- **Challenge**:
Below are some records; give them all again exactly, but not the pictures.

## Start

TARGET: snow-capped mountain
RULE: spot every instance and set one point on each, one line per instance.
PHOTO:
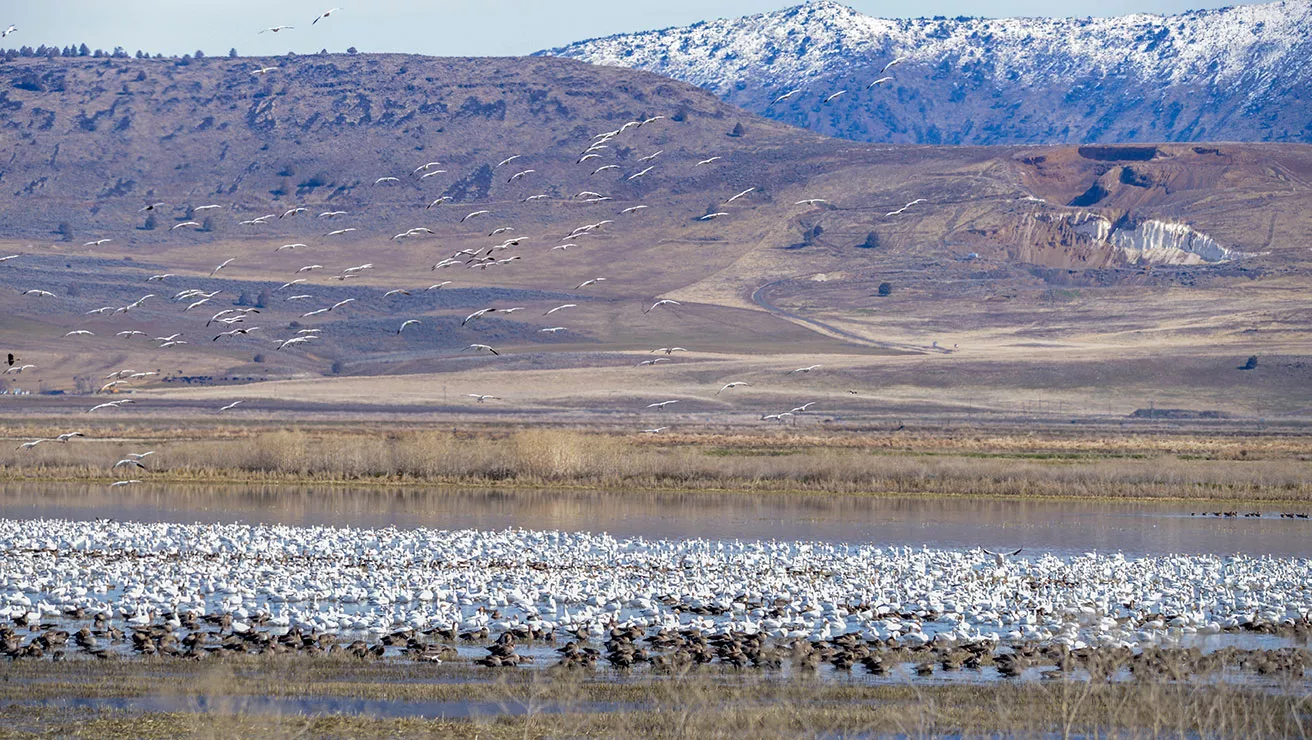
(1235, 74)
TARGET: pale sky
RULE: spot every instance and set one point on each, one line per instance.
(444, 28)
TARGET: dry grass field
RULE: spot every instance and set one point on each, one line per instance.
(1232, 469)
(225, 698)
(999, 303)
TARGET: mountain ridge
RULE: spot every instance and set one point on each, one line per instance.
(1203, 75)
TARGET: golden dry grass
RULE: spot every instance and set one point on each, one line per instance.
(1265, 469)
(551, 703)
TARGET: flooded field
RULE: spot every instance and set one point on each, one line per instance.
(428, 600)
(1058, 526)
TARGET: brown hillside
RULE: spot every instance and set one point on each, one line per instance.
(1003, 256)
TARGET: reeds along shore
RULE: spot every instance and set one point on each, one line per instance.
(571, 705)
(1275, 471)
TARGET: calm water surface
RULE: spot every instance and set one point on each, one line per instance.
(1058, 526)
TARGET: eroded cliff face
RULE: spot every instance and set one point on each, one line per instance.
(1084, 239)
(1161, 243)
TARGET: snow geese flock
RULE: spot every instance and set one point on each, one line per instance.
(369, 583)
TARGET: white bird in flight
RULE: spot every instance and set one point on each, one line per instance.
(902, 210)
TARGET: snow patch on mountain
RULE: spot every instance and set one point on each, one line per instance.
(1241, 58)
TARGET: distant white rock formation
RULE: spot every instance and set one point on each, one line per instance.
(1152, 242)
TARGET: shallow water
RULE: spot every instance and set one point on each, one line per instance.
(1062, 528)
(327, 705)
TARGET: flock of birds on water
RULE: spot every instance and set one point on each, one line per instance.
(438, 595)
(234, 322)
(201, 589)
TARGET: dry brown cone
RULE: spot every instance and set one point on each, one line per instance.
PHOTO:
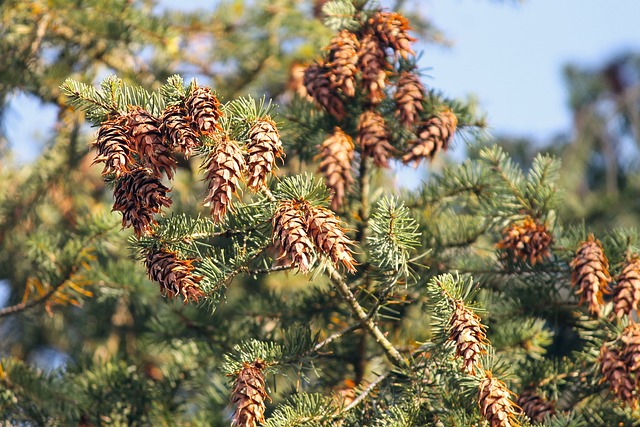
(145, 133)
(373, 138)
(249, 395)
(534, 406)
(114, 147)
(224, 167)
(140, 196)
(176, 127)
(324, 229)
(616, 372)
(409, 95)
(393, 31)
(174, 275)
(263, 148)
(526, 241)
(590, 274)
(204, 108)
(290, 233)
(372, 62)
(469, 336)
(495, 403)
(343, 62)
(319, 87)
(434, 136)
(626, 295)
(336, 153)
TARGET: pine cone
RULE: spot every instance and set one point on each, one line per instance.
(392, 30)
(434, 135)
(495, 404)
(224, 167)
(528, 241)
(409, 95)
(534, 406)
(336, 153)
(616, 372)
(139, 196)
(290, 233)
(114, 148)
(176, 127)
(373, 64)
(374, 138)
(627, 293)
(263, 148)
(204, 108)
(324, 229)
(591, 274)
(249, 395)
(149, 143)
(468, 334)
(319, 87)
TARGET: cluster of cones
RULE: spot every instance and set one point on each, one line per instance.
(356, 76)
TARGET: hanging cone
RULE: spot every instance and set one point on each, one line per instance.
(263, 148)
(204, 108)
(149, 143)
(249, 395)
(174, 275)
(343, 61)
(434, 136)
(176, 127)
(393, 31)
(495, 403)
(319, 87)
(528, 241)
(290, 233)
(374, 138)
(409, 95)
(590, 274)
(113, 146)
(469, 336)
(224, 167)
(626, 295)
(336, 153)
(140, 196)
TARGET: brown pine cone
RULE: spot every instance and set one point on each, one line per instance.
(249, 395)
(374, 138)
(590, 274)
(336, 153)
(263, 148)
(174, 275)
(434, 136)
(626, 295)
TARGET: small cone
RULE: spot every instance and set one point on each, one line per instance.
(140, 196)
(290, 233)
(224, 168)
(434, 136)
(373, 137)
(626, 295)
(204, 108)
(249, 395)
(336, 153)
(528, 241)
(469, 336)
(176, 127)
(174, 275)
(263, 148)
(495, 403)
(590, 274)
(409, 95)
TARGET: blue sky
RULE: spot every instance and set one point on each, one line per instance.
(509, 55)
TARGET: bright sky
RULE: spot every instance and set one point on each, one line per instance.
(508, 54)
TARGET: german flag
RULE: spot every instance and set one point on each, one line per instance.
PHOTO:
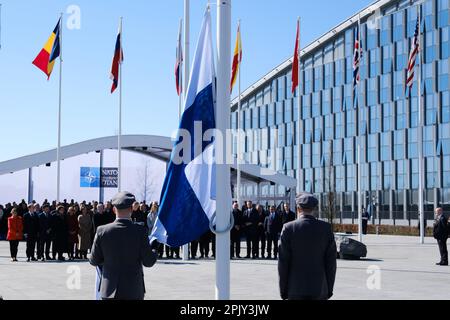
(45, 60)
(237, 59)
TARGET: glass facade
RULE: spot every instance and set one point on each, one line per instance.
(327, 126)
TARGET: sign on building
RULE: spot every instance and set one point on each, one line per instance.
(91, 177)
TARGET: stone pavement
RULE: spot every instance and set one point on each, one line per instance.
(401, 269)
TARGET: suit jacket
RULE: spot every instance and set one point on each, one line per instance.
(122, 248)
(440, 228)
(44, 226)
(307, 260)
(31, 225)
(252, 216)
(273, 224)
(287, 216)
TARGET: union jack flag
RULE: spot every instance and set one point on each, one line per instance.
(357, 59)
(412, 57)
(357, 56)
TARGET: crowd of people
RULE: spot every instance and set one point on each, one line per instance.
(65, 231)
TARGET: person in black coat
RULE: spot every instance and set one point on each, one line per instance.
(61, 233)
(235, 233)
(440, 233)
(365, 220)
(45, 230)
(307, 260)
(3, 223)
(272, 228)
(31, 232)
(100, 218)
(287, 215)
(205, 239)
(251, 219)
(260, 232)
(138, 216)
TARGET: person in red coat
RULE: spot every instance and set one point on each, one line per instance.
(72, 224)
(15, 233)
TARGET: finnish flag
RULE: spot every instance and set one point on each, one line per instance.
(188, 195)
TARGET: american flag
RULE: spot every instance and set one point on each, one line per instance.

## End

- **Written response**:
TARGET: snow-capped mountain
RULE: spot every instance and set one point on each, one line per instance.
PHOTO:
(1235, 74)
TARGET: pale sky
RULE: spot every instance and set one point on each, one line per instance.
(444, 28)
TARGET: dry grass field
RULE: spot every instance and set one point on each, one line per instance.
(1232, 469)
(225, 698)
(999, 303)
TARGET: mountain ridge
RULE: spot every instance and set one point on each, one line per instance.
(1203, 75)
TARGET: golden dry grass
RULE: spot every instance and set one point on each, one line per instance.
(1265, 469)
(551, 703)
TARGET: flooded field
RULE: spot every instance and set one point on each, one line per instance.
(428, 600)
(1058, 526)
TARGET: brown hillside
RULE: spot every instance and set one point on each, one line per instance.
(1003, 256)
TARGET: reeds along shore
RULE: spot every instance and set one point on each, one line per instance.
(571, 705)
(1275, 471)
TARGET: calm water surface
RULE: spot every instance and set one point on each, one line per instance.
(1058, 526)
TARGET: eroded cliff face
RULE: spot every instance and set one point on each, one line per instance.
(1084, 239)
(1161, 243)
TARGET: snow geese flock
RULE: spot every instance and set one point on each, one line per instance.
(369, 583)
TARGET: white bird in flight
RULE: spot every instance and set one point on each, one line per instance.
(902, 210)
TARGET: snow patch on mountain
RULE: spot every instance and set one point on each, one line per instance.
(1241, 58)
TARGET: distant white rock formation
RULE: spot every instance and set one point on each, one line per instance.
(1152, 242)
TARGET: shallow water
RULE: spot every instance and set one point on each, one line per instance.
(1062, 528)
(327, 705)
TARGET: flock of birds on water
RULE: spot every instance and set one point on each, one line per instance.
(438, 595)
(234, 322)
(201, 589)
TARGET: dry brown cone
RULE: spot every instance and set one point on each, one line per instance.
PHOTO:
(145, 133)
(373, 138)
(249, 395)
(534, 406)
(114, 147)
(224, 167)
(140, 196)
(176, 127)
(324, 229)
(616, 372)
(409, 95)
(393, 31)
(174, 275)
(263, 148)
(526, 241)
(590, 274)
(204, 108)
(290, 233)
(372, 62)
(469, 336)
(495, 403)
(343, 62)
(319, 87)
(434, 136)
(626, 295)
(336, 153)
TARGET: pine cone
RULE: spot every instance and set one point on each, one line per instance.
(392, 30)
(434, 135)
(495, 404)
(224, 167)
(528, 241)
(409, 95)
(534, 406)
(336, 153)
(616, 372)
(139, 196)
(290, 233)
(114, 148)
(176, 127)
(373, 64)
(374, 138)
(627, 293)
(263, 148)
(204, 108)
(324, 229)
(591, 274)
(249, 395)
(149, 143)
(468, 334)
(319, 87)
TARGET: cluster of cones
RULE: spot every instance and set one point on each, one line per instance.
(356, 76)
TARGET: hanging cone
RULE: spot every instance and set one point on each, one line per instance.
(263, 148)
(204, 108)
(149, 143)
(249, 395)
(174, 275)
(343, 61)
(434, 136)
(176, 127)
(393, 31)
(495, 403)
(319, 87)
(528, 241)
(290, 233)
(374, 138)
(409, 95)
(590, 274)
(113, 146)
(469, 336)
(224, 167)
(626, 295)
(336, 153)
(140, 196)
TARGET: brown pine cone
RULE: spot every instance and set one point on each, one line per instance.
(249, 395)
(374, 138)
(590, 274)
(336, 153)
(263, 148)
(174, 275)
(434, 136)
(626, 295)
TARGET: small cone
RULE: spot every instance and set one point on each, one line per instance.
(140, 196)
(290, 233)
(224, 168)
(434, 136)
(373, 137)
(626, 295)
(204, 108)
(249, 395)
(336, 153)
(528, 241)
(469, 336)
(176, 127)
(174, 275)
(263, 148)
(495, 403)
(590, 274)
(409, 95)
TARGET: blue sky
RULE: spot every instance and set one point on each, one line per instance.
(509, 55)
TARGET: bright sky
RULE: spot every instance and set one point on each, one line per instance.
(508, 54)
TARGET: german flag
RULE: spot every instance and set one point on each, one line per instance.
PHOTO:
(45, 60)
(237, 59)
TARGET: glass facade
RULE: spot every instance and set one point on each, one line per instance.
(327, 126)
TARGET: sign on building
RULE: spot every instance and set one point on each, one line per instance.
(91, 177)
TARGET: stone pavement
RULE: spot every instance and set one point on each, one line per instance.
(401, 269)
TARGET: suit jacket
RULE: spot every instance and set one point on each, one line per instance.
(122, 248)
(440, 228)
(44, 226)
(307, 260)
(31, 225)
(252, 216)
(273, 224)
(287, 216)
TARGET: union jack flag
RULE: spot every instance and set one point on each, one line per instance.
(357, 59)
(412, 57)
(357, 56)
TARGET: crowd of people
RULE: spot every instance and set one point on each, one line per instance.
(65, 231)
TARGET: person in black coat
RULE: spot every instance and set one point on each, one line per instance.
(61, 233)
(235, 233)
(440, 233)
(365, 220)
(45, 230)
(307, 260)
(3, 223)
(272, 228)
(31, 232)
(100, 218)
(287, 215)
(205, 239)
(251, 219)
(260, 232)
(138, 216)
TARGET: person in red coat
RULE: spot every instance and set one point on each, one line per instance.
(72, 224)
(15, 233)
TARGET: finnish flag
RULE: spot every instance and set one point on each, one line per instance.
(188, 195)
TARGET: american flag
RULE: spot every instance and set one point on each, one line per instance.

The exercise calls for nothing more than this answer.